EXERCISE MATERIAL:
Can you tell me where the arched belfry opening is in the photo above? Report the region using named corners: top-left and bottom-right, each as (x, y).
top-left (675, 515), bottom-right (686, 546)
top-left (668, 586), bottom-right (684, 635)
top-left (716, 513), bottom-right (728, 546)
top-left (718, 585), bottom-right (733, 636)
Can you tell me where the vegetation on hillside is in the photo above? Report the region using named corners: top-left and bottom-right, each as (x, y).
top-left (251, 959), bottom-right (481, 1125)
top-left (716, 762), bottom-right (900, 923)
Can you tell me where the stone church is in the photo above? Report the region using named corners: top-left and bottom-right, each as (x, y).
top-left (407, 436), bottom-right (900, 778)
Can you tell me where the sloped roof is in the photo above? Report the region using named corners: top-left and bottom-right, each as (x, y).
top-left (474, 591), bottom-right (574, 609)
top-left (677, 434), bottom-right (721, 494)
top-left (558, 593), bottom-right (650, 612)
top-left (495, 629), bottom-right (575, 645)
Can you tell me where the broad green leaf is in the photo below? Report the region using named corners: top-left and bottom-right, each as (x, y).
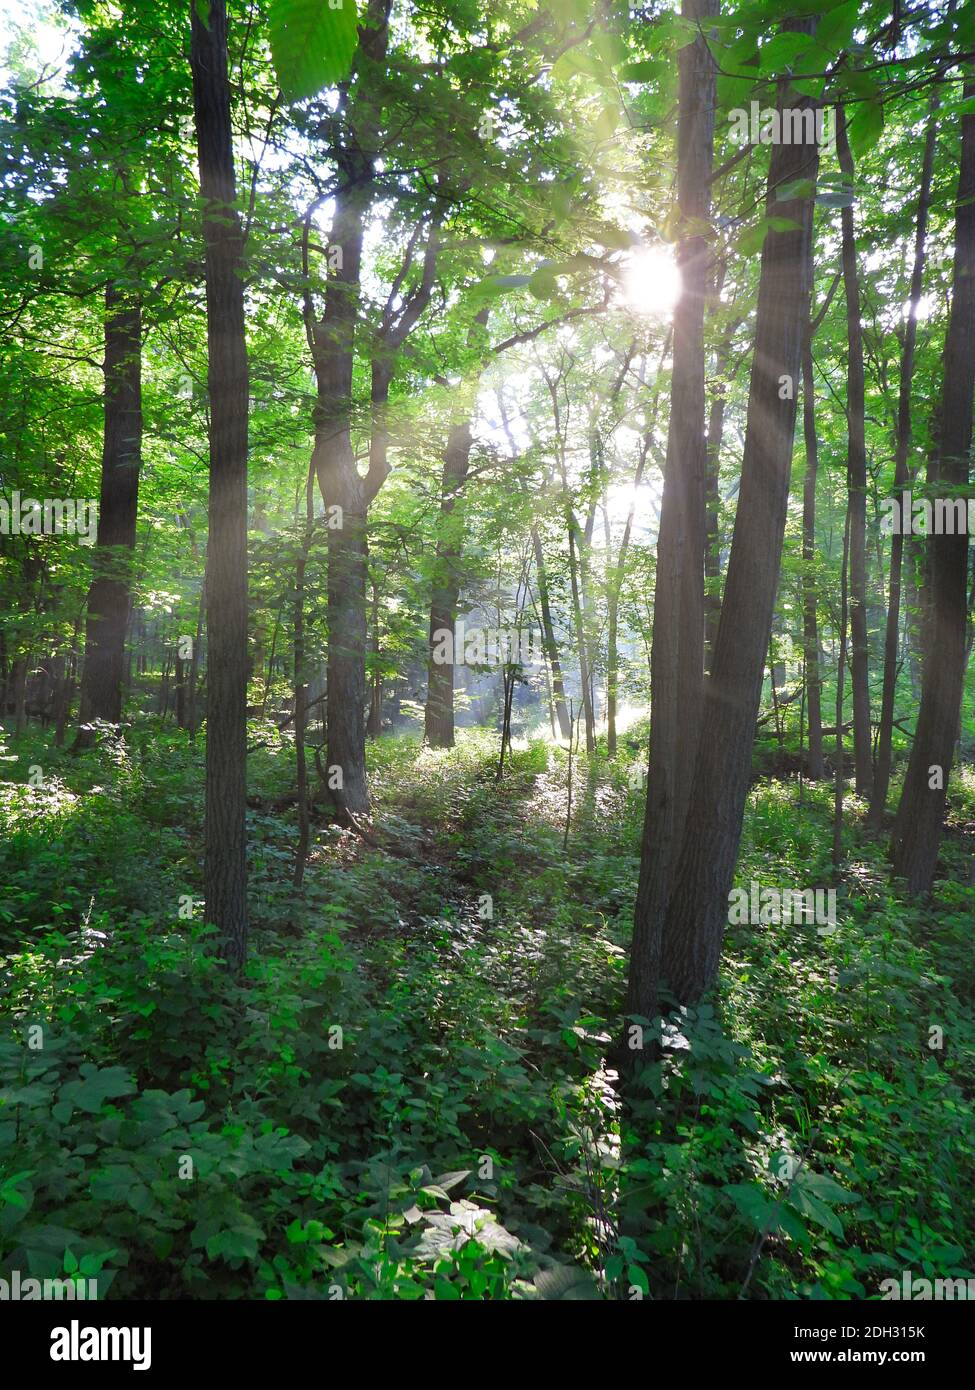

WHAT YOU SHOULD DO: If an entry above contains a picture, leave that picture out and copy everything else exactly.

OUTPUT FOR THIS EXERCISE:
Can you tell me where the arched belfry opening is in the photo above? Report the region using named corners: top-left and bottom-right, each as (x, y).
top-left (675, 515), bottom-right (686, 546)
top-left (668, 586), bottom-right (684, 635)
top-left (716, 513), bottom-right (728, 546)
top-left (718, 585), bottom-right (733, 636)
Can you tell me where the vegetation on hillside is in the photo above? Report the region using named corners: top-left and bottom-right, each as (x, y).
top-left (251, 959), bottom-right (481, 1125)
top-left (716, 762), bottom-right (900, 923)
Can you tell me where the stone church is in the photo above? Report the region using named corners: top-left and bottom-right, each as (x, y).
top-left (407, 436), bottom-right (900, 778)
Can you tell me where the sloped roof is in the photo above? Report the region using named corners: top-left and bottom-right, each as (x, y).
top-left (474, 591), bottom-right (574, 609)
top-left (677, 434), bottom-right (721, 494)
top-left (558, 593), bottom-right (650, 612)
top-left (495, 629), bottom-right (575, 645)
Can you tell me where the broad green leaf is in the photo below? Report the region using named corners: top-left and bottom-right, each as (x, y).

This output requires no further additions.